# [PASSAGE SHOWN]

Be it enacted by the Senate and House of Representatives in General Court assembled, and by the authority of the same, as follows:
 

SECTION 1.  The General Laws are hereby amended by inserting after chapter 127 of the General Laws, as appearing in the 2006 Official Edition, the following new chapter:-

CHAPTER 127A

MANDATORY POST-RELEASE SUPERVISION

Section 1.  All sentences of incarceration in a house of correction or jail for more than one year and all sentences to state prison shall include a period of post-release supervision, excluding sentences for those prisoners for whom parole eligibility is determined by section 133A of chapter 127. Except as provided in this chapter, for individuals who complete the incarceration portion of their sentences without supervised release or are re-incarcerated for the remainder of the sentence for violating the terms of parole or probation, the period of mandatory post-release supervision shall be twenty-five per cent of the maximum term of incarceration imposed at sentencing up to a maximum period of supervision of five years; but in no case less than nine months. Where an individual is sentenced to incarceration on multiple offenses to be served concurrently, the greater of the maximum terms imposed at sentencing shall be used to calculate the mandatory post-release supervision period. Mandatory post-release supervision as established in this chapter shall not be imposed upon any individual who successfully completes a period of probation imposed by a court at sentencing, upon an individual who is granted a parole permit under chapter 127 and successfully completes a period of parole supervision, or upon an individual sentenced to lifetime community parole under section 45 of chapter 265 and section 133D of chapter 127. An individual subject to this chapter may be supervised in another jurisdiction in accordance with sections 151A through 151N of chapter 127 and shall be considered on parole for the purposes of supervision.

Rows from a dataset for labeling boxes:
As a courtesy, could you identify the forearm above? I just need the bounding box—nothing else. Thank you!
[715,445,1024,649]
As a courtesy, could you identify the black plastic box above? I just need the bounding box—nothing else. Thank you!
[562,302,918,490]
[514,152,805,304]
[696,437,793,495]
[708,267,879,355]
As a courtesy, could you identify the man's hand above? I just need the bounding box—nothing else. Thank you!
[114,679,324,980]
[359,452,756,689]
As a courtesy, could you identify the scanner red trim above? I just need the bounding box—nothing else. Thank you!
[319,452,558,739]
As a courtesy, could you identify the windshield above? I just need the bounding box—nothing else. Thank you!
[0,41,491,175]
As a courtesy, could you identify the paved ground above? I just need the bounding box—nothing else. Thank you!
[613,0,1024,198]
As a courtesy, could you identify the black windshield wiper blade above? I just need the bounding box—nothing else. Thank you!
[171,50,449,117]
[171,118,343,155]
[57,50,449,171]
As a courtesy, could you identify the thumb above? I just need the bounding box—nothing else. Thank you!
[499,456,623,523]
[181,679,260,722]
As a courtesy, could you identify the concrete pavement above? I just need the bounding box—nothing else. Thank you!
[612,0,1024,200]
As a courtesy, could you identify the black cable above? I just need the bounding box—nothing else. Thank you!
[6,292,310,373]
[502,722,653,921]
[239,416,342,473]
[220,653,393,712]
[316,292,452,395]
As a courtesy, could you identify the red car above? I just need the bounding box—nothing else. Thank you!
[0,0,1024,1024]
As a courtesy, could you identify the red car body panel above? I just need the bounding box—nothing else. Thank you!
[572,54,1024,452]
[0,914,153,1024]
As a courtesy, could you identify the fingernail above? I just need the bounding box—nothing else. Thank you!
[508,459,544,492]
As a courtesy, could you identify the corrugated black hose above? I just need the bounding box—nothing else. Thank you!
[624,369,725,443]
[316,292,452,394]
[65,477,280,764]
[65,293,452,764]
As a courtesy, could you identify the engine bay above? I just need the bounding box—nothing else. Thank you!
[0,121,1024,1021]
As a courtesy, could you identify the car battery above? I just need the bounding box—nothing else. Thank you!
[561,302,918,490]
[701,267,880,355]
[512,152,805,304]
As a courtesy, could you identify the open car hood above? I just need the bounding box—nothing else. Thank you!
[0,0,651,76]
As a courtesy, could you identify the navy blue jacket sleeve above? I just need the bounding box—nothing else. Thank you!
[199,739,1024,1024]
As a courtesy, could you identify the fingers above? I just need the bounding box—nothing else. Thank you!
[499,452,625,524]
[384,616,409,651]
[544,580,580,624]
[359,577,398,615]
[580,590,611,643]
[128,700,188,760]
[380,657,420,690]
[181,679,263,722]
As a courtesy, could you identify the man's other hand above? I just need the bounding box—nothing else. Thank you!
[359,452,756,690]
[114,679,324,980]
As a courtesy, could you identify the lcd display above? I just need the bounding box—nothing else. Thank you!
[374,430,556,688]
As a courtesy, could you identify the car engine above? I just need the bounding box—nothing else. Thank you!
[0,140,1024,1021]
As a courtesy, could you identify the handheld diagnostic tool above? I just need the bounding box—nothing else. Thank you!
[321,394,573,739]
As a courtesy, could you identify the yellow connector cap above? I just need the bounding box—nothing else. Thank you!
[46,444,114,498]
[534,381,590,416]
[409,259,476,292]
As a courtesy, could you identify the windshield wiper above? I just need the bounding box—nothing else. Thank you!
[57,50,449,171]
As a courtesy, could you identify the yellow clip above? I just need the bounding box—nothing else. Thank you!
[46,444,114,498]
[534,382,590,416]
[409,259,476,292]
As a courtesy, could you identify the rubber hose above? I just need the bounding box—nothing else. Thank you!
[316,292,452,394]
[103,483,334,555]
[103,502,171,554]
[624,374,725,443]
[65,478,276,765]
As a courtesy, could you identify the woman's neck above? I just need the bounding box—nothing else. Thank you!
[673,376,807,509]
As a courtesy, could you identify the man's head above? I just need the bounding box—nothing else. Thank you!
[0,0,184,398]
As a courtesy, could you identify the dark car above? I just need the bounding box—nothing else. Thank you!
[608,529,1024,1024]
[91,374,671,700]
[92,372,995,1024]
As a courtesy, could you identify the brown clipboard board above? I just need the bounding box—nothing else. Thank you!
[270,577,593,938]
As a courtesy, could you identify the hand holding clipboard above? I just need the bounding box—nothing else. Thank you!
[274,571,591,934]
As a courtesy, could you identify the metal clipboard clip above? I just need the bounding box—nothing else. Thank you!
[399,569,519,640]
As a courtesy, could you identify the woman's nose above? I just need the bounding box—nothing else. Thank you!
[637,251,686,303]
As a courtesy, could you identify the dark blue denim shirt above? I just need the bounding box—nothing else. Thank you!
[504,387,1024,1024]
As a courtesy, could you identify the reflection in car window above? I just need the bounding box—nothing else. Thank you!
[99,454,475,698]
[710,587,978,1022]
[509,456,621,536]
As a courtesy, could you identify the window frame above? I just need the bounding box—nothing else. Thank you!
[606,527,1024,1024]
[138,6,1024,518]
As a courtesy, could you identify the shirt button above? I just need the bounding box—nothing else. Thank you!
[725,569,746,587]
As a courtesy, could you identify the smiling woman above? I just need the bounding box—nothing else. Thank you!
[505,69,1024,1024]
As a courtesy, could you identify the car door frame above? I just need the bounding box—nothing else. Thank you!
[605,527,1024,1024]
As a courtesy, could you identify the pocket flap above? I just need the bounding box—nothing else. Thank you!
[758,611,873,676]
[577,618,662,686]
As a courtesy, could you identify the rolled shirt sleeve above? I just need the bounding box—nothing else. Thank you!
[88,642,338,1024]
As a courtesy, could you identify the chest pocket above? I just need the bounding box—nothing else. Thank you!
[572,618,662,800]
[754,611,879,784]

# [TASK REQUIREMENTS]
a) Under the bill excerpt, what is the shortest period of mandatory post-release supervision that may apply?
b) Pull out every line of the records that contains the string "window".
The bill excerpt and the records come from separate sources.

# [THE SOLUTIONS]
a) Nine months.

b)
As a courtesy, could you identify the reflection in car window above? I just need the bounding box—nothing else. Thank you!
As a courtesy, could you identify the window frame above? I just need the bounding box—nothing else. Thank you!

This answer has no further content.